[To do]:
A) Condense the paragraph of the knowledge base assistant write-up that begins "A 200-person company was drowning" into a short bulleted list that keeps its main facts.
B) Duplicate the portion of the knowledge base assistant write-up starting with "RAG Knowledge Base" and going on through "knowledge base assistant.".

RAG Knowledge Base Assistant
Internal assistant answers policy/tech questions with citations
Employees get instant answers
From 4 hours to 1.5 hours
The Problem
A 200-person company was drowning in internal support requests. IT and HR teams received 300+ tickets monthly asking about policies, procedures, and technical configurations. Knowledge was scattered across Notion, Google Docs, and tribal knowledge.
Response times averaged 4 hours, and 60% of questions were repetitive. The team needed a self-service solution that actually worked.
Technical Approach
Built a Retrieval-Augmented Generation (RAG) system that acts as an AI-powered knowledge base assistant.
System Architecture
┌─────────────┐
│ Data Sources│
│ (Notion, │
│ Docs, PDFs)│
└──────┬──────┘
│
▼
┌─────────────┐
│ Ingestion │
│ Pipeline │ ← Playwright scraper + PDF parser
└──────┬──────┘
│
▼
┌─────────────┐
│ Chunking + │
│ Embeddings │
└──────┬──────┘
│
▼
┌─────────────┐
│ Weaviate │
│Vector Store │
└──────┬──────┘
│
▼
┌─────────────┐
│ Hybrid │
│ Search │ ← BM25 + Vector + Reranking
└──────┬──────┘
│
▼
┌─────────────┐
│ GPT-4 │
│ Generator │ ← With citations
└──────┬──────┘
│
▼
┌─────────────┐
│ Answer │
│ + Sources │
└─────────────┘
Key Features
- Automated Ingestion: Playwright-based scraper pulls from Notion, Google Docs, PDFs
- Hybrid Search: Combines keyword (BM25) and semantic (vector) search for better recall
- Answer Reranking: Cross-encoder model reranks results before generation
- Citations: Every answer includes source documents with page numbers
- Guardrails: Refuses to answer when confidence is low or question is out of scope
Implementation Details
Chunking Strategy
- Semantic chunking based on document structure (headings, sections)
- 500-800 token chunks with 100 token overlap
- Metadata preservation (title, last updated, author, department)

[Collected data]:
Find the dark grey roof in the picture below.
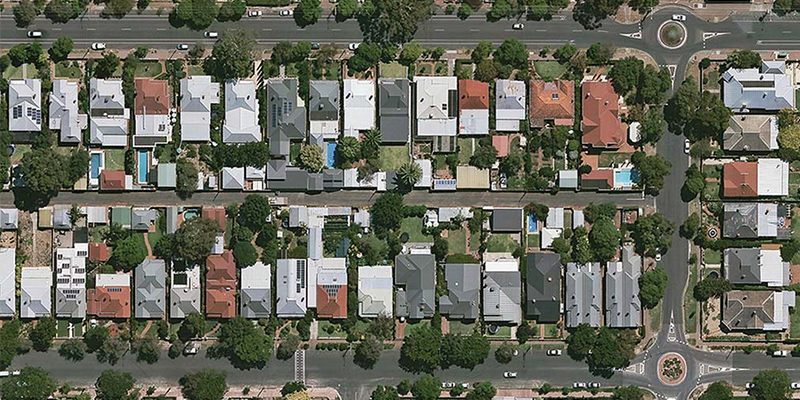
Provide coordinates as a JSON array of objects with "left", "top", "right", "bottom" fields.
[
  {"left": 439, "top": 264, "right": 481, "bottom": 319},
  {"left": 525, "top": 253, "right": 561, "bottom": 322},
  {"left": 394, "top": 254, "right": 436, "bottom": 319}
]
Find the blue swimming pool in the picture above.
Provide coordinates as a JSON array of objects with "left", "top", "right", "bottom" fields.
[
  {"left": 139, "top": 151, "right": 149, "bottom": 183},
  {"left": 327, "top": 142, "right": 336, "bottom": 168}
]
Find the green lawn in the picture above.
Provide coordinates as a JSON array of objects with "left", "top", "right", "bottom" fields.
[
  {"left": 380, "top": 145, "right": 410, "bottom": 171},
  {"left": 533, "top": 61, "right": 567, "bottom": 81}
]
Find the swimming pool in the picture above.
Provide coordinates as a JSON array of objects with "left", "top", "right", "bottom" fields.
[
  {"left": 139, "top": 151, "right": 149, "bottom": 183},
  {"left": 327, "top": 142, "right": 336, "bottom": 168}
]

[Results of the exercise]:
A)
- A 200-person company was overwhelmed by internal support requests.
- IT and HR teams received 300+ tickets monthly about policies, procedures, and technical configurations.
- Knowledge was scattered across Notion, Google Docs, and tribal knowledge.

B)
RAG Knowledge Base Assistant
Internal assistant answers policy/tech questions with citations
Employees get instant answers
From 4 hours to 1.5 hours
The Problem
A 200-person company was drowning in internal support requests. IT and HR teams received 300+ tickets monthly asking about policies, procedures, and technical configurations. Knowledge was scattered across Notion, Google Docs, and tribal knowledge.
Response times averaged 4 hours, and 60% of questions were repetitive. The team needed a self-service solution that actually worked.
Technical Approach
Built a Retrieval-Augmented Generation (RAG) system that acts as an AI-powered knowledge base assistant.